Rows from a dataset
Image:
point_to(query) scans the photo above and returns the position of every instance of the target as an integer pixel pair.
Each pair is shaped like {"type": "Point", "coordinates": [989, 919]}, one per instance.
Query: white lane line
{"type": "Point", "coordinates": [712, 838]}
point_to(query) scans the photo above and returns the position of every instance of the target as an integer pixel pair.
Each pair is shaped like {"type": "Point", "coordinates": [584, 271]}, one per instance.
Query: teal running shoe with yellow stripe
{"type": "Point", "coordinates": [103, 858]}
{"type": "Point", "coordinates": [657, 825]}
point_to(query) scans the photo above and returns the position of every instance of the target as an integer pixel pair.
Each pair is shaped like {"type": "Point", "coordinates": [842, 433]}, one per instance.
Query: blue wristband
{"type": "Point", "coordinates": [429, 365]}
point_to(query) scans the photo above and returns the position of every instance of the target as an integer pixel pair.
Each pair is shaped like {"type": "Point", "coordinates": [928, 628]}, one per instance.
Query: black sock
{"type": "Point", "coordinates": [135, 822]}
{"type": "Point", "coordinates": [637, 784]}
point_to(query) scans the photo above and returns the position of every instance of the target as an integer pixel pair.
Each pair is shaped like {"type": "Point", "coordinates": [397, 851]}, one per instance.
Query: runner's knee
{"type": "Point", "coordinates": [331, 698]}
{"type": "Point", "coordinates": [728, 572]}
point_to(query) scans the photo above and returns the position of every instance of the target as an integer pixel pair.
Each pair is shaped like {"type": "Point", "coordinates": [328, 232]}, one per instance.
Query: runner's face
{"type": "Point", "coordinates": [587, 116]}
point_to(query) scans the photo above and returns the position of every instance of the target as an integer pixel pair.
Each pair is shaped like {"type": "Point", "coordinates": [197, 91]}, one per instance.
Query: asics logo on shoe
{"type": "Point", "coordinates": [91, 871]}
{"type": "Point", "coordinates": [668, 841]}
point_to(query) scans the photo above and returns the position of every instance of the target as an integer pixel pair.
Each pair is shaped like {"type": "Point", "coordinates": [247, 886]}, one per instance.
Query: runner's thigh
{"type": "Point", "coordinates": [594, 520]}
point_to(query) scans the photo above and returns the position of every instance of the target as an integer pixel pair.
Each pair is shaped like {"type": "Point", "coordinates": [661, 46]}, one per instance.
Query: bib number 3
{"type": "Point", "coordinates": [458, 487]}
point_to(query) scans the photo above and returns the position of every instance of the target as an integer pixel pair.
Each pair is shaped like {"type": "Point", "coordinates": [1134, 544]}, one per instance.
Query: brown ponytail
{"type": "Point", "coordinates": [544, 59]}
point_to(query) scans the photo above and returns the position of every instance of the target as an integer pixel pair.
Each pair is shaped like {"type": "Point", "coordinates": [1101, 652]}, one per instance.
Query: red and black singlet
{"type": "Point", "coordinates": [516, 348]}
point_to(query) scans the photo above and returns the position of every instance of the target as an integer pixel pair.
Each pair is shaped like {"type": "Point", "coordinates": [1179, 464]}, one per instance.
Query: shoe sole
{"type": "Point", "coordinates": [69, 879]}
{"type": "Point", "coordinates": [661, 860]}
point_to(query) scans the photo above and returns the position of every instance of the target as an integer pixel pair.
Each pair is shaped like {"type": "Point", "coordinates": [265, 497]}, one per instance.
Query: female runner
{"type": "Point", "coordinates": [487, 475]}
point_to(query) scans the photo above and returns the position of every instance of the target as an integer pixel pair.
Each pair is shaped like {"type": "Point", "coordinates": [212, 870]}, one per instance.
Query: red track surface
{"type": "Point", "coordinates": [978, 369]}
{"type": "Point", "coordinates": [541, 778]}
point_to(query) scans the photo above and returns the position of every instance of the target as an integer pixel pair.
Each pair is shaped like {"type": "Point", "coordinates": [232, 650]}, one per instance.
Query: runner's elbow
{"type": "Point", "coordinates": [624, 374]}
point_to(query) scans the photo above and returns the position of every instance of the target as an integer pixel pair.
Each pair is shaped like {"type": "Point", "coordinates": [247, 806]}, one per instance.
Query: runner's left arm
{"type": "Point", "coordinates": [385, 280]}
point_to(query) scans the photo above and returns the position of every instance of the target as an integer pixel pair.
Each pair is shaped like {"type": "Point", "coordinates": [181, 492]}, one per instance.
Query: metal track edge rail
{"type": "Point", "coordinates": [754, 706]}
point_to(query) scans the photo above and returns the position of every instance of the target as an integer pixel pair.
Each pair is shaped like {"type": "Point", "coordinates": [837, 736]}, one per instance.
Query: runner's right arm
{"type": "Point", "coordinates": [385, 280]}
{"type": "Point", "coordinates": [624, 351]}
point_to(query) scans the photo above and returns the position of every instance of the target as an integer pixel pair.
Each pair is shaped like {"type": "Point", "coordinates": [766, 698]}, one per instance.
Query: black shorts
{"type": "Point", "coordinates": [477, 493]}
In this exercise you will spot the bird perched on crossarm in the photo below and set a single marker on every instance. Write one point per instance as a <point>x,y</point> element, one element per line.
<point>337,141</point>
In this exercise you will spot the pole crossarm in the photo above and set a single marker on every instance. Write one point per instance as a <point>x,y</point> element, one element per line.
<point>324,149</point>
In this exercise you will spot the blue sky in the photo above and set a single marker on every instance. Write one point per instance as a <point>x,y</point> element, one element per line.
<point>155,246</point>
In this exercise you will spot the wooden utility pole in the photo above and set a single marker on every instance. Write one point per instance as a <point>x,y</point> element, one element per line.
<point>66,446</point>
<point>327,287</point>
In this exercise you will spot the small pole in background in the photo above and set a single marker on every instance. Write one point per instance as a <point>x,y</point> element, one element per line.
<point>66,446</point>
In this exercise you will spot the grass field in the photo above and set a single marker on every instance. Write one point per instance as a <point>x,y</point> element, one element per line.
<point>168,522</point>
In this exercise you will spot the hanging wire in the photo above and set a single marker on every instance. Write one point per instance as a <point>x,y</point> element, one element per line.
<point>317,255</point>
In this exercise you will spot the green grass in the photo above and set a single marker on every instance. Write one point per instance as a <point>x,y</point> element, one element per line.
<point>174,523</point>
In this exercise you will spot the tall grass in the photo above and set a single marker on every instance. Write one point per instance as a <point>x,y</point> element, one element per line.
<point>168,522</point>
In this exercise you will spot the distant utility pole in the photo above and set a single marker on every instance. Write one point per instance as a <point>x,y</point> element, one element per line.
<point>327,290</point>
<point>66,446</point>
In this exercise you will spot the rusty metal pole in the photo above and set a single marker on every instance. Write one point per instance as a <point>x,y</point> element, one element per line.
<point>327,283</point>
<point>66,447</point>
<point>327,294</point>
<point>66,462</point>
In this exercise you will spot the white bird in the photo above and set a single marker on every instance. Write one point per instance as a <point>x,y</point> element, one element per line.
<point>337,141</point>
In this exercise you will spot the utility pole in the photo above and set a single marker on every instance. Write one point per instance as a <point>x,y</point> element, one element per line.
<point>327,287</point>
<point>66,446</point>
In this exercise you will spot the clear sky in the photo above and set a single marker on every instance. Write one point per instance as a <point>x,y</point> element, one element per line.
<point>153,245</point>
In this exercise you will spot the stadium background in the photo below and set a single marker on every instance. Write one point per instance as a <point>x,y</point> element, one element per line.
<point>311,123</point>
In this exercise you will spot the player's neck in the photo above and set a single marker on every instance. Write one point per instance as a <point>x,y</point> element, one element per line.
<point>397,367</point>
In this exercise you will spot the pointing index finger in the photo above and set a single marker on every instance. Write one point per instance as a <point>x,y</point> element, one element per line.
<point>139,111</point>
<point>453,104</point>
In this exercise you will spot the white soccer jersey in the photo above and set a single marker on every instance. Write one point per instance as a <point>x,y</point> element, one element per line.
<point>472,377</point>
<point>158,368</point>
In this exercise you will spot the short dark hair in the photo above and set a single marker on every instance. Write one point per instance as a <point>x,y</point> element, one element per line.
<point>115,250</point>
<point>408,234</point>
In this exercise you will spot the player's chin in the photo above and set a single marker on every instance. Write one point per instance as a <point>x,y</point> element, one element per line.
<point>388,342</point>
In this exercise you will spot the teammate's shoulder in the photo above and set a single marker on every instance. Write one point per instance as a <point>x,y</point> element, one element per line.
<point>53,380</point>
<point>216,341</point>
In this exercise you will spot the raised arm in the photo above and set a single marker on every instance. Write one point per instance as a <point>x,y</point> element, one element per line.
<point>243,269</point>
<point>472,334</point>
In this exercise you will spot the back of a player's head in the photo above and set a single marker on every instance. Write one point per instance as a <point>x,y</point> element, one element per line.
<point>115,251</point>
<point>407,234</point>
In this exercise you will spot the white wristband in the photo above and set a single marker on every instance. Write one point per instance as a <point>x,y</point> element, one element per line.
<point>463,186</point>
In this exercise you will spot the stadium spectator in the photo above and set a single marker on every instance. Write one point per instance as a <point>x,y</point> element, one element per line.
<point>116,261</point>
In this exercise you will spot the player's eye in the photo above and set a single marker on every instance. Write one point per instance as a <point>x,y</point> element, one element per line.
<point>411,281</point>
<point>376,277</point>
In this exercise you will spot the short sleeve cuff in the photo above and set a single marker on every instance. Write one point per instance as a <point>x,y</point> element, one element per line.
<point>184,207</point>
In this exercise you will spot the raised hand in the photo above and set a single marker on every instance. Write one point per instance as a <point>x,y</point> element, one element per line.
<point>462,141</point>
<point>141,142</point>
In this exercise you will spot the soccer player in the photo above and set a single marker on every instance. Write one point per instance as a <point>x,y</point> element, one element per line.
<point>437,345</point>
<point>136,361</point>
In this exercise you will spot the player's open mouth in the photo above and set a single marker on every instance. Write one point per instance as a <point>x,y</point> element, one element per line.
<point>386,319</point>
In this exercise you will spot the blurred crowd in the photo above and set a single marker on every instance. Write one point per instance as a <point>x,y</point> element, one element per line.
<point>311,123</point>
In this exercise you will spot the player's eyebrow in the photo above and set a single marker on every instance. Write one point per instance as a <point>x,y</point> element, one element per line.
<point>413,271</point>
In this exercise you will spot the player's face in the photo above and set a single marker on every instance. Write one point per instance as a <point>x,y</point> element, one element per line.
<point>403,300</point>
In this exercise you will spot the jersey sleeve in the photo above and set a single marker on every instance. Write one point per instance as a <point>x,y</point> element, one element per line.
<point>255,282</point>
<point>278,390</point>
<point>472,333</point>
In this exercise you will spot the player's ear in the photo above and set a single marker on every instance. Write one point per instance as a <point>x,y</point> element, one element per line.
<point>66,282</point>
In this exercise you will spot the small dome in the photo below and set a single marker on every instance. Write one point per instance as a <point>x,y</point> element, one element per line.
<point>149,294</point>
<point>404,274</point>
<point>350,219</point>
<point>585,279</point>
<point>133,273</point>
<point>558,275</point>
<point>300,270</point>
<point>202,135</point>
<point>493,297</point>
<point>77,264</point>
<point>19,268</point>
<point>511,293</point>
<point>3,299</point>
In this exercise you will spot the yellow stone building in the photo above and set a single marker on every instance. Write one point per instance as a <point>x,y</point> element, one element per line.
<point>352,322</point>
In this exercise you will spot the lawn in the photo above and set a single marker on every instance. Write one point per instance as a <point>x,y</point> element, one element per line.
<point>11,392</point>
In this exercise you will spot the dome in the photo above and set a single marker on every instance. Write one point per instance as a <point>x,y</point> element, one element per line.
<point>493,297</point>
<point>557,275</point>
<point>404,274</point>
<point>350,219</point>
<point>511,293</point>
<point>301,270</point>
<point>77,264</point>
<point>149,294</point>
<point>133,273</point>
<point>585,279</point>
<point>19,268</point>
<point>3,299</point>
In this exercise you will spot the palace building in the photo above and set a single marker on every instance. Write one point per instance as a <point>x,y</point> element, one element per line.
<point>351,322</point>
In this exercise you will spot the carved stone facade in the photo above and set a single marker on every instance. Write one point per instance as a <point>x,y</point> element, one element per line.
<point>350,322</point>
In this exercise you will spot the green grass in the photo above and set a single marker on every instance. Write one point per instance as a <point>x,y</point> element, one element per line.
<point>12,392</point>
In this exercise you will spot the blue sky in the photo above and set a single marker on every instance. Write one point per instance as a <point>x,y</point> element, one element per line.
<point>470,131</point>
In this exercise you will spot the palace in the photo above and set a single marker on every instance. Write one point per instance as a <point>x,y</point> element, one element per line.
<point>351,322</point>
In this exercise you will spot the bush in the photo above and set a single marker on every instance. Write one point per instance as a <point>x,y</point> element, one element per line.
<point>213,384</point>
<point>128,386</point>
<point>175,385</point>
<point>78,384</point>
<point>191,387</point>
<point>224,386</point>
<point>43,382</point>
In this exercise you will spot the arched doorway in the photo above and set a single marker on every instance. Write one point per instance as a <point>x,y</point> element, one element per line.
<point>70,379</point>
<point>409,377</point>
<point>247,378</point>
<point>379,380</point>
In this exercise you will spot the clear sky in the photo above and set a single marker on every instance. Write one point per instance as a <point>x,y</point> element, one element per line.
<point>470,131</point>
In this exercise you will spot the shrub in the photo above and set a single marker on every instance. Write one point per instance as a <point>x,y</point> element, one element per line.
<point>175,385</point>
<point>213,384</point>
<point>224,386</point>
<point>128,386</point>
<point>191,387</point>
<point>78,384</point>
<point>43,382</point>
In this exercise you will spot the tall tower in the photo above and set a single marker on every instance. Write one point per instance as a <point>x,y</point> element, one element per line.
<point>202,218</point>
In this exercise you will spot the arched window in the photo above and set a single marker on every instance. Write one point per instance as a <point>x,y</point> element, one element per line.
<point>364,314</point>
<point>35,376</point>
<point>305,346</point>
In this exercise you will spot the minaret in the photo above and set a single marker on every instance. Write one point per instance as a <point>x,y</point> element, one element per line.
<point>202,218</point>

WHAT IS NEEDED: Exactly and only the lines from the line containing "In this exercise you will spot the bush" through the last line of the entries should be copied, both ends included.

EXERCISE RESPONSE:
In this exercise you will spot the bush in the photo above and set a single marker on every instance. Write one point per instance as a <point>x,y</point> element, one element per line.
<point>213,384</point>
<point>128,386</point>
<point>175,385</point>
<point>78,384</point>
<point>191,387</point>
<point>224,386</point>
<point>43,382</point>
In this exercise you will spot the arched doorway in the photo above and set a single marker on every instance. Write one point per instance as a <point>x,y</point> element, one element per line.
<point>70,379</point>
<point>409,377</point>
<point>247,378</point>
<point>379,380</point>
In this exercise you will spot the clear sky in the photo above and set a single marker on every instance. Write one point per instance as a <point>x,y</point> element, one element per line.
<point>470,131</point>
In this exercise you will spot the shrub in the photo above and set a single marker on every instance. Write one point per instance as a <point>x,y</point> element, one element per line.
<point>175,385</point>
<point>213,384</point>
<point>224,386</point>
<point>128,386</point>
<point>191,387</point>
<point>78,384</point>
<point>43,382</point>
In this exercise you will spot the tall tower in the photo above and set a single marker on every instance. Write one point per instance as a <point>x,y</point> element, one element per line.
<point>202,218</point>
In this exercise you will spot the arched window in the photo above and set a single marker on every instance. Write one point per instance as a <point>x,y</point> element, one element per line.
<point>364,314</point>
<point>35,376</point>
<point>305,346</point>
In this exercise you will spot the minaret in the photo above and set a single marker on every instance. Write one point per instance as a <point>x,y</point> element, one element per line.
<point>202,218</point>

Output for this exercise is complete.